**Available records:**
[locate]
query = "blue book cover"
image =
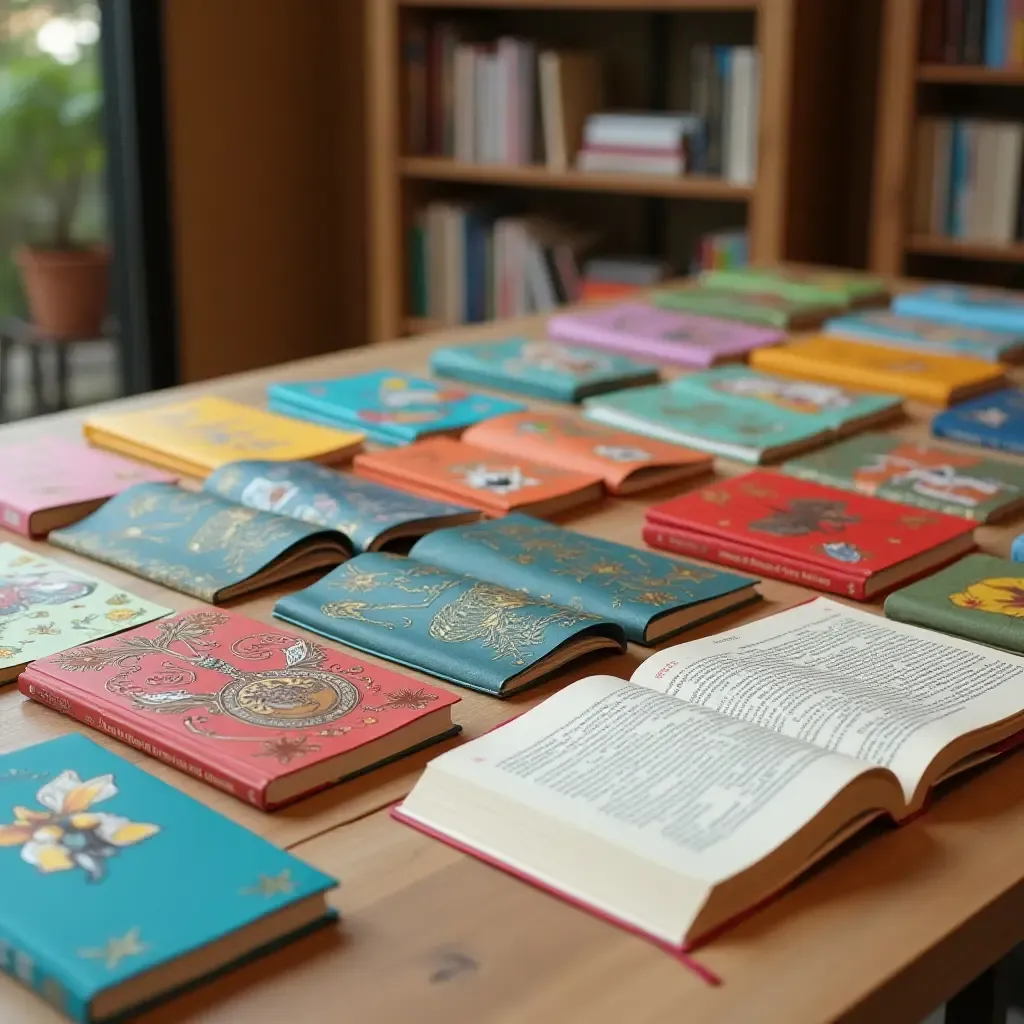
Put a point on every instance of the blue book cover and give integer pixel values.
(995, 420)
(110, 878)
(390, 407)
(649, 595)
(475, 634)
(541, 369)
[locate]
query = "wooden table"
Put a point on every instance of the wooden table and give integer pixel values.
(886, 931)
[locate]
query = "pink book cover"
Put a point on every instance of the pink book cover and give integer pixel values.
(50, 482)
(665, 335)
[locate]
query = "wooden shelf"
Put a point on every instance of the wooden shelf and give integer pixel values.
(690, 186)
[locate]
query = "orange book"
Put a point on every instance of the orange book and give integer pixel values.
(626, 462)
(452, 470)
(939, 380)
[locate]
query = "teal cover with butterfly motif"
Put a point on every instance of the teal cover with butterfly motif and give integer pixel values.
(476, 634)
(107, 873)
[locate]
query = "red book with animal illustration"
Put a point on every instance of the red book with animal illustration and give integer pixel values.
(251, 709)
(808, 534)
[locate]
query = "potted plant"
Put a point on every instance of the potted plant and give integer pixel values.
(50, 144)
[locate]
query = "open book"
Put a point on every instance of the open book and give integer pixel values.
(675, 802)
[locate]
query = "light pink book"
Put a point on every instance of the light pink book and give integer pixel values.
(49, 482)
(665, 335)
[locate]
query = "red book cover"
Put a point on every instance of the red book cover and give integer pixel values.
(258, 712)
(808, 534)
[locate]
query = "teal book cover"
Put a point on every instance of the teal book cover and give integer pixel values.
(475, 634)
(389, 407)
(198, 543)
(649, 595)
(541, 369)
(370, 515)
(109, 877)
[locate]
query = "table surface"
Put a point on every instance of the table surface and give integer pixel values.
(892, 926)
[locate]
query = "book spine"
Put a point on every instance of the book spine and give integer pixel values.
(737, 556)
(113, 722)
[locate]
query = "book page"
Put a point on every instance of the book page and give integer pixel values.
(848, 681)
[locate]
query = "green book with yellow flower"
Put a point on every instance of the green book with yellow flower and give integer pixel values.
(980, 598)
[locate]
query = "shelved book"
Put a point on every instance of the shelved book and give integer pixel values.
(199, 544)
(387, 406)
(808, 534)
(46, 607)
(371, 516)
(540, 369)
(441, 468)
(626, 462)
(938, 380)
(881, 327)
(195, 437)
(97, 862)
(929, 476)
(645, 331)
(772, 742)
(265, 716)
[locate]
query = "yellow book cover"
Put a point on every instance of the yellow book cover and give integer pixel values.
(196, 437)
(938, 380)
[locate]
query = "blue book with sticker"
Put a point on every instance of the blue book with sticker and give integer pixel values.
(118, 889)
(541, 369)
(389, 407)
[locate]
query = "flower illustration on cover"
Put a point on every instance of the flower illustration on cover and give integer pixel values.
(69, 834)
(1003, 595)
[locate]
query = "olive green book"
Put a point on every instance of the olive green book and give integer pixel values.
(980, 598)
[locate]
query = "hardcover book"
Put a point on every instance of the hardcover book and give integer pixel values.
(371, 516)
(928, 476)
(451, 470)
(807, 534)
(979, 598)
(664, 335)
(540, 369)
(389, 407)
(881, 327)
(51, 482)
(199, 544)
(939, 380)
(994, 421)
(46, 607)
(627, 462)
(195, 437)
(475, 634)
(257, 712)
(772, 743)
(98, 861)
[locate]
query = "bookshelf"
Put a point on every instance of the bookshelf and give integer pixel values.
(790, 211)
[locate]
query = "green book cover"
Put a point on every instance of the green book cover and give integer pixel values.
(980, 598)
(925, 475)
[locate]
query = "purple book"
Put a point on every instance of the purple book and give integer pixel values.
(662, 334)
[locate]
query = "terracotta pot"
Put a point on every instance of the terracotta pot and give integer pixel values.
(68, 290)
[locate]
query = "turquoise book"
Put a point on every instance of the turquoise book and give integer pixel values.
(370, 515)
(118, 889)
(476, 634)
(389, 407)
(541, 369)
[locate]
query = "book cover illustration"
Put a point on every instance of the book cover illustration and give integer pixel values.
(94, 856)
(469, 632)
(929, 476)
(369, 514)
(390, 407)
(195, 437)
(662, 334)
(541, 369)
(246, 701)
(47, 607)
(195, 543)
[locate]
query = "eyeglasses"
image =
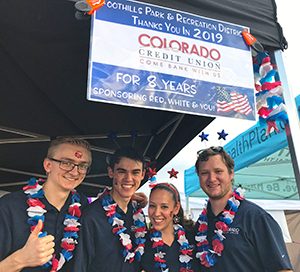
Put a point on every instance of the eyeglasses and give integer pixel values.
(82, 168)
(203, 154)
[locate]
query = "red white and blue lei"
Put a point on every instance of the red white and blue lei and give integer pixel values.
(185, 251)
(206, 255)
(36, 211)
(139, 227)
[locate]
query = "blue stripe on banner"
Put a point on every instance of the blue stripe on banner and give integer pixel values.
(119, 85)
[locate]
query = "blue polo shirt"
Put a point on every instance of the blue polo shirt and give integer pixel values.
(171, 257)
(254, 242)
(14, 229)
(100, 250)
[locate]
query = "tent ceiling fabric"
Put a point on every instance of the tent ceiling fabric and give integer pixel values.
(43, 76)
(259, 15)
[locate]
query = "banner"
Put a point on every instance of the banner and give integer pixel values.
(153, 57)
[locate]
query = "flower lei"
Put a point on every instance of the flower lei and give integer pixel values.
(207, 256)
(185, 251)
(139, 228)
(36, 211)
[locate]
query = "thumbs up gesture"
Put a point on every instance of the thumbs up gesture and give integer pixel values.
(37, 250)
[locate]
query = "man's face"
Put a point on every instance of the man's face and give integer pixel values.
(215, 179)
(64, 180)
(126, 178)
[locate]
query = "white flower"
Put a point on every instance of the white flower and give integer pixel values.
(75, 204)
(199, 254)
(37, 210)
(160, 254)
(71, 222)
(156, 239)
(129, 256)
(182, 239)
(33, 190)
(200, 238)
(220, 234)
(184, 258)
(138, 216)
(140, 234)
(61, 261)
(118, 222)
(125, 238)
(69, 240)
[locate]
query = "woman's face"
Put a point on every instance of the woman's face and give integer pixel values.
(162, 209)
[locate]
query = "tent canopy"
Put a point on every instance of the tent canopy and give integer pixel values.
(44, 52)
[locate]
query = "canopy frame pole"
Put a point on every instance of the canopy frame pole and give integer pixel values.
(293, 128)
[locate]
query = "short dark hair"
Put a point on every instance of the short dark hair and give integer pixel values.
(204, 154)
(68, 140)
(125, 152)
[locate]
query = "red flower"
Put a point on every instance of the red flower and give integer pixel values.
(202, 227)
(75, 210)
(187, 252)
(222, 226)
(116, 229)
(67, 246)
(71, 229)
(159, 243)
(217, 246)
(54, 264)
(183, 269)
(32, 202)
(204, 243)
(157, 259)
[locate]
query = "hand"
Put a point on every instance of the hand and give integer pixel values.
(141, 199)
(37, 251)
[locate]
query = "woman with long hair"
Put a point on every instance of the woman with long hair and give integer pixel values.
(167, 247)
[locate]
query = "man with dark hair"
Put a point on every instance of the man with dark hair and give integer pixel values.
(233, 234)
(113, 227)
(39, 225)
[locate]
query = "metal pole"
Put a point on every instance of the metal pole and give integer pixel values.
(292, 129)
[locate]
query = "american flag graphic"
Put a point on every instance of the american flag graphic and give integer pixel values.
(233, 101)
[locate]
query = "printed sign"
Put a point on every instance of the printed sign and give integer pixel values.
(148, 56)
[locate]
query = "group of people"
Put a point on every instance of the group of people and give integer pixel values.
(48, 226)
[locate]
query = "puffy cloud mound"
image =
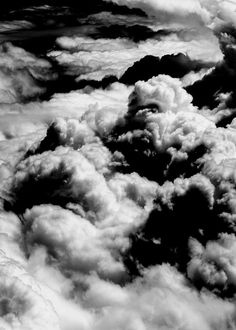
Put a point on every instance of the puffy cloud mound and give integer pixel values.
(20, 74)
(117, 203)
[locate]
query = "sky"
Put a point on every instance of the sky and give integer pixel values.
(118, 165)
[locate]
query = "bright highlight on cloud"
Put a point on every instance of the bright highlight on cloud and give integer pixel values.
(117, 166)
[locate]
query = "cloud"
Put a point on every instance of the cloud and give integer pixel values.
(20, 73)
(192, 12)
(94, 59)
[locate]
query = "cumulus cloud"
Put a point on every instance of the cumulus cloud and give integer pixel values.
(94, 59)
(19, 73)
(117, 203)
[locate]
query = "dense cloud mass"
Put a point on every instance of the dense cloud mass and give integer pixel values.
(117, 165)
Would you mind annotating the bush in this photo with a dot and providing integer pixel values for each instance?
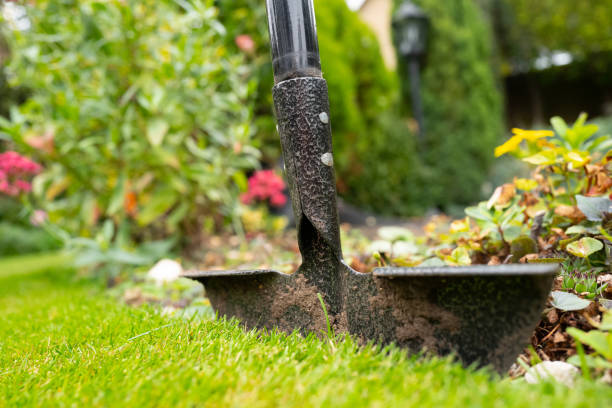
(462, 104)
(373, 150)
(18, 240)
(138, 113)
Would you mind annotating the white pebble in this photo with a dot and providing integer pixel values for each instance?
(165, 271)
(323, 117)
(560, 371)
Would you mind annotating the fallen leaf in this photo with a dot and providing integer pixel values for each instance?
(584, 247)
(569, 211)
(568, 301)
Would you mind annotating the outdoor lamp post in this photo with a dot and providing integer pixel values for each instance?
(410, 28)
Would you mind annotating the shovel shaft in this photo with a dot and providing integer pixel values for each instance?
(293, 38)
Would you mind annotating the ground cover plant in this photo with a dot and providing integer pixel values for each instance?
(64, 342)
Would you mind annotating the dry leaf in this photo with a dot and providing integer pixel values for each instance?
(571, 212)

**What is needed:**
Quote exactly the lines from the line that contains "Would you mind annotating the bush" through the last line of the listing, please, leaving out all pictures.

**Output for this task:**
Would you mind annotating the bush in this photo with a dot and providing integer pixel values for each instance?
(462, 104)
(373, 150)
(18, 240)
(138, 113)
Would you mind annotating the white pebble in this photo with a dot and providing integer pixel values for each instance?
(165, 271)
(323, 117)
(560, 371)
Would you mind annotating the fallen leaf in this photo with a dot and providing integer pixel values for each instance?
(584, 247)
(569, 211)
(568, 301)
Would you mind annotating the outdoor lamp post in this photo with a dot and providing integer pixel values for each instance?
(410, 28)
Would you mind annotating the shovel shaft in this photo with a dot and providing integer pixel values for each instance?
(293, 38)
Would you mind annotating the ground cover plant in this photo with a dot and providing integer pixel values for each instance?
(64, 342)
Would you mind annotating the dry leaf in this photo with a dot and providing integer pixel values for each instance?
(571, 212)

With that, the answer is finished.